=== Recorded information ===
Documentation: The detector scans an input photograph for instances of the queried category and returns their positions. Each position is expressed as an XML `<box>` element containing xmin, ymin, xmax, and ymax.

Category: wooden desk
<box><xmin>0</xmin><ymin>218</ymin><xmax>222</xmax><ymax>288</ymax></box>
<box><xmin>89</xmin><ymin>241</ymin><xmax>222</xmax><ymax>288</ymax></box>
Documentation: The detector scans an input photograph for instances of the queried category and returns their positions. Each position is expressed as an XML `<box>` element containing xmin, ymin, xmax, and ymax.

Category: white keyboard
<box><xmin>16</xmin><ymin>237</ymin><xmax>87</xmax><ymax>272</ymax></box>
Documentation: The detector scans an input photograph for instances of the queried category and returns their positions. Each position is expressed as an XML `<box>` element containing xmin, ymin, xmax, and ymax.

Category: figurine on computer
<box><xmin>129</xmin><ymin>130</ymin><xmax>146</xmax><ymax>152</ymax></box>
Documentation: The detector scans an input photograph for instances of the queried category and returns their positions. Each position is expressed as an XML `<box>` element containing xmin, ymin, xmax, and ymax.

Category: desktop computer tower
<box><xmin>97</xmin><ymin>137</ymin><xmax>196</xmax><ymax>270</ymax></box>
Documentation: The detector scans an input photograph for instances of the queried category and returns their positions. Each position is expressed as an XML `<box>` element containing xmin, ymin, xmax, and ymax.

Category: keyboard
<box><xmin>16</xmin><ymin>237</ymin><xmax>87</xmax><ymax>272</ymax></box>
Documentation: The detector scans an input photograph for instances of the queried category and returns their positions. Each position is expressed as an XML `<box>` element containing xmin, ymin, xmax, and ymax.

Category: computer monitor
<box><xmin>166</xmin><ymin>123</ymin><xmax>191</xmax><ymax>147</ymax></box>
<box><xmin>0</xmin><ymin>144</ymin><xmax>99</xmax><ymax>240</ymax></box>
===
** About this exercise **
The whole set of records needs to be written out exactly.

** Exercise answer **
Documentation: The detector scans an input photograph for instances of the queried category and returns their positions. Each position is expressed as an XML `<box>` element containing xmin, ymin, xmax, and ymax.

Category: wooden desk
<box><xmin>0</xmin><ymin>218</ymin><xmax>222</xmax><ymax>288</ymax></box>
<box><xmin>89</xmin><ymin>241</ymin><xmax>222</xmax><ymax>288</ymax></box>
Documentation: The detector scans an input photograph for instances of the queried category and returns their positions. Each position is expressed as an XML `<box>` element containing xmin, ymin, xmax, and ymax.

Category: white keyboard
<box><xmin>16</xmin><ymin>237</ymin><xmax>87</xmax><ymax>272</ymax></box>
Documentation: The detector scans an input photograph for instances of the queried category and returns their positions. Each position is expressed as an XML `<box>` element containing xmin, ymin, xmax, and ymax.

Category: figurine on computer
<box><xmin>129</xmin><ymin>130</ymin><xmax>146</xmax><ymax>152</ymax></box>
Documentation: The detector scans an input photograph for instances of the queried category and returns their positions. Each position is expressed as an XML `<box>` element containing xmin, ymin, xmax, and ymax.

Category: desktop computer tower
<box><xmin>97</xmin><ymin>137</ymin><xmax>196</xmax><ymax>270</ymax></box>
Documentation: The detector scans an input photograph for instances of the queried category and returns their positions. Each position is expressed as an XML `<box>` element containing xmin, ymin, xmax, and ymax.

Category: keyboard
<box><xmin>16</xmin><ymin>237</ymin><xmax>87</xmax><ymax>272</ymax></box>
Documentation: The detector scans an input photograph for instances of the queried category and returns their positions. Each position is expressed as an XML `<box>` element containing xmin, ymin, xmax, and ymax.

Category: computer monitor
<box><xmin>166</xmin><ymin>123</ymin><xmax>191</xmax><ymax>147</ymax></box>
<box><xmin>0</xmin><ymin>144</ymin><xmax>99</xmax><ymax>240</ymax></box>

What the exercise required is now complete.